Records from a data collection
━━━━━━

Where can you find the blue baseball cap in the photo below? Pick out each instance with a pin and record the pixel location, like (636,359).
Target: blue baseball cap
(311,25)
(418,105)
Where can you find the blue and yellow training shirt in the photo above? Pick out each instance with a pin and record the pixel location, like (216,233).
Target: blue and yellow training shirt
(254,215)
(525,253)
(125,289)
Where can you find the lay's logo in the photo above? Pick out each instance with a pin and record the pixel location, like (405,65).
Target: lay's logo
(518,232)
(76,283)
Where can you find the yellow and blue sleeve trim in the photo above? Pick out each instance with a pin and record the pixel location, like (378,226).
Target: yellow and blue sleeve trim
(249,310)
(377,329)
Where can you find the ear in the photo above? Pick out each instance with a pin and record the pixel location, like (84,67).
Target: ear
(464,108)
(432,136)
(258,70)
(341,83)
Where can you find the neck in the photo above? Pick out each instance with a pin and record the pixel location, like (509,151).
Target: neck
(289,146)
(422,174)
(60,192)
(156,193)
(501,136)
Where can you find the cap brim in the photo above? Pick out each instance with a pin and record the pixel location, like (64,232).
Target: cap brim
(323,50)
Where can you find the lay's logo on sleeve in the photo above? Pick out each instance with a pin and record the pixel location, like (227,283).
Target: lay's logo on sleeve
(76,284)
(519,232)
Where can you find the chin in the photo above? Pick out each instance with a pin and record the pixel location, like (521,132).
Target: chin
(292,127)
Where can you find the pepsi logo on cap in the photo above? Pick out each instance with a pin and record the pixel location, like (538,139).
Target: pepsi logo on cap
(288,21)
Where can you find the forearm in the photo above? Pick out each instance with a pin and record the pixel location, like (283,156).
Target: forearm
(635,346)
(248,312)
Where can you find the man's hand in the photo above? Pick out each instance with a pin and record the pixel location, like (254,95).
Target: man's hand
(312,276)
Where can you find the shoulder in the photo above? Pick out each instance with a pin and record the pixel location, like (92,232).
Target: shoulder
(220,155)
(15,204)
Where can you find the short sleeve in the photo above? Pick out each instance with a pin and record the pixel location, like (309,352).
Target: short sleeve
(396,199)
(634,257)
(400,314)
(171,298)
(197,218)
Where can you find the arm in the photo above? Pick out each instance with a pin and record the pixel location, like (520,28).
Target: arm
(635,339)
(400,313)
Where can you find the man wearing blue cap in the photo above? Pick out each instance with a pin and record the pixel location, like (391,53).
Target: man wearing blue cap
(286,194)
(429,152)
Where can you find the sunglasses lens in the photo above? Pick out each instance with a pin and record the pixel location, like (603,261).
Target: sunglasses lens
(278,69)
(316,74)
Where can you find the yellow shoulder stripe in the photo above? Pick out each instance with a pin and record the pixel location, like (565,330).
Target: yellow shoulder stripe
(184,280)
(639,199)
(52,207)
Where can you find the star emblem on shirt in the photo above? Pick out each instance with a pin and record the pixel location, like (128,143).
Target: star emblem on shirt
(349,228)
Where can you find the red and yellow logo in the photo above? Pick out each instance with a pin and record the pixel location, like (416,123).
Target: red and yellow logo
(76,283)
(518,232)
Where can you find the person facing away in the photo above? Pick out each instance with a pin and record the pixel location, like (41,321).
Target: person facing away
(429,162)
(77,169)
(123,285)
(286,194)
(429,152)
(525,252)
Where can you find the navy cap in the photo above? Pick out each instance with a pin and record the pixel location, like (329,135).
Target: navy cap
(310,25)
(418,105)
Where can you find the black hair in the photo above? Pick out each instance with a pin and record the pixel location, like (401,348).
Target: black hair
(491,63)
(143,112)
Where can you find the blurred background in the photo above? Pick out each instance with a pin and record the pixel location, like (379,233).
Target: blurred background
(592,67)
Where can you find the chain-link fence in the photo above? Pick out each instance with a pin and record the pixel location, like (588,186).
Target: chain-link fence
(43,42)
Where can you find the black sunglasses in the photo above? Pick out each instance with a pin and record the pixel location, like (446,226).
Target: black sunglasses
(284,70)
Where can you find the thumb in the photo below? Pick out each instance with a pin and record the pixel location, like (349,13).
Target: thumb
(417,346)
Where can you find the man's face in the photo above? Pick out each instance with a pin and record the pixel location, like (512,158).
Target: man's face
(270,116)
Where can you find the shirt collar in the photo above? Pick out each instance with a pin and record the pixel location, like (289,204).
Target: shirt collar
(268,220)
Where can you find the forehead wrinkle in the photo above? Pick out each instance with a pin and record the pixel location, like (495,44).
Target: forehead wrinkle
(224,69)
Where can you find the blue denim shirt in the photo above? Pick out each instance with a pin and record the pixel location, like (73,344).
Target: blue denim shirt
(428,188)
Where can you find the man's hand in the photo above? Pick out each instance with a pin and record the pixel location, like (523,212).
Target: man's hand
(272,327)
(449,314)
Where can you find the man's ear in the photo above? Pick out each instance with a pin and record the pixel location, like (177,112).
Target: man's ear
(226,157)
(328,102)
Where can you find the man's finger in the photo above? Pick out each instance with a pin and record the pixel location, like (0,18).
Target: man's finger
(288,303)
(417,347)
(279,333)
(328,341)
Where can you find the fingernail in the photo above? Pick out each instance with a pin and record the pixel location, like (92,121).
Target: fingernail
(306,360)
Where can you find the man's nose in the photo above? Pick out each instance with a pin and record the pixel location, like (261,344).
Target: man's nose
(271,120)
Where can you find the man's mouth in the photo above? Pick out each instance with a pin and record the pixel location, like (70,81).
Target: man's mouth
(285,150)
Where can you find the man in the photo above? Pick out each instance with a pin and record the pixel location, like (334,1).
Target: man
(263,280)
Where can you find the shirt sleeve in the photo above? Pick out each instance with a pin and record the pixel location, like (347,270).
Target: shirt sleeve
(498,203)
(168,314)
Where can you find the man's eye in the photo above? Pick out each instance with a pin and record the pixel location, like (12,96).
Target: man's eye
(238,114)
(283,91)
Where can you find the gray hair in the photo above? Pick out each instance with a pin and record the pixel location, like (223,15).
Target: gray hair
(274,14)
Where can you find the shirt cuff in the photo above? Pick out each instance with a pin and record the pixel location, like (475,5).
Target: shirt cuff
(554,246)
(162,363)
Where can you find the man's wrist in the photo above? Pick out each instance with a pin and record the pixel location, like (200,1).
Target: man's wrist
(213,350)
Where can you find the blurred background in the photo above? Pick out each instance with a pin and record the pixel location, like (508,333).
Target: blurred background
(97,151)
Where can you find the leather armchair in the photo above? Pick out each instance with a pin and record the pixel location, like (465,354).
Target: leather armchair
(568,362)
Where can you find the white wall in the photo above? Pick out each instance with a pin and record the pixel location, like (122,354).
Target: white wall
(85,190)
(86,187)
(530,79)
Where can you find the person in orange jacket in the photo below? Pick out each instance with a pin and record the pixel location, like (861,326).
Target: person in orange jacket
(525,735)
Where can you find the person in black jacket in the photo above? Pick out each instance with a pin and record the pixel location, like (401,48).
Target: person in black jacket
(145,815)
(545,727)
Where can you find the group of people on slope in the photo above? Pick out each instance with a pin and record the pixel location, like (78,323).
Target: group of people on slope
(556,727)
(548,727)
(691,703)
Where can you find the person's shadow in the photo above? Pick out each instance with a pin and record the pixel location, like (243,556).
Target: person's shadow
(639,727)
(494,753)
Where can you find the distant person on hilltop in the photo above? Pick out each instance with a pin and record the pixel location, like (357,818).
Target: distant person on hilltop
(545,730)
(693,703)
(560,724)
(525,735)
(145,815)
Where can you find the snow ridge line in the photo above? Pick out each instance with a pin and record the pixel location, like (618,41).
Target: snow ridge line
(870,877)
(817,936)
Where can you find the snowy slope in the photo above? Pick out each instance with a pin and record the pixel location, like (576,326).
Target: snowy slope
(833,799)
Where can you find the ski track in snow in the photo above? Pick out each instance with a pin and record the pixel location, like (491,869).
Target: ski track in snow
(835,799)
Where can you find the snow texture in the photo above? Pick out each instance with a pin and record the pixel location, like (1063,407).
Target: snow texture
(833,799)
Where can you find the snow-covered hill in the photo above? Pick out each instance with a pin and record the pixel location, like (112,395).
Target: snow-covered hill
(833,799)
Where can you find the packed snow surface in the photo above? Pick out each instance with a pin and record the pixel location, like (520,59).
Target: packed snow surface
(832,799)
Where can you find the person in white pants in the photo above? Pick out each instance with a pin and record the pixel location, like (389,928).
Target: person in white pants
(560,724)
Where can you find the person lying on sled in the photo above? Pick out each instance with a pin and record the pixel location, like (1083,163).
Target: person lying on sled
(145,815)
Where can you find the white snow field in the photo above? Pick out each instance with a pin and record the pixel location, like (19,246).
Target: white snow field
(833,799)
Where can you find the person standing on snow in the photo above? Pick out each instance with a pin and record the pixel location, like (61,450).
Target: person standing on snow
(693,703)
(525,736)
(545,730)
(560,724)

━━━━━━

THE TASK: The line with "Where can you find the lay's logo in" marks the end; reproduce exactly every line from the start of the entries up to it, that line included.

EXERCISE ANSWER:
Where can you find the blue baseball cap in the photo below? Pick out each instance with a pin and record the pixel location, like (636,359).
Target: blue baseball cap
(311,25)
(418,105)
Where can you find the blue and yellow training shirt in the photo above? Pick out each instance with a pin and record the pixel location, like (216,233).
Target: blue and yellow training shirt
(254,215)
(525,253)
(125,289)
Where can you find the lay's logo in the photo above? Pick out each instance with a pin and record the pixel location, like (405,65).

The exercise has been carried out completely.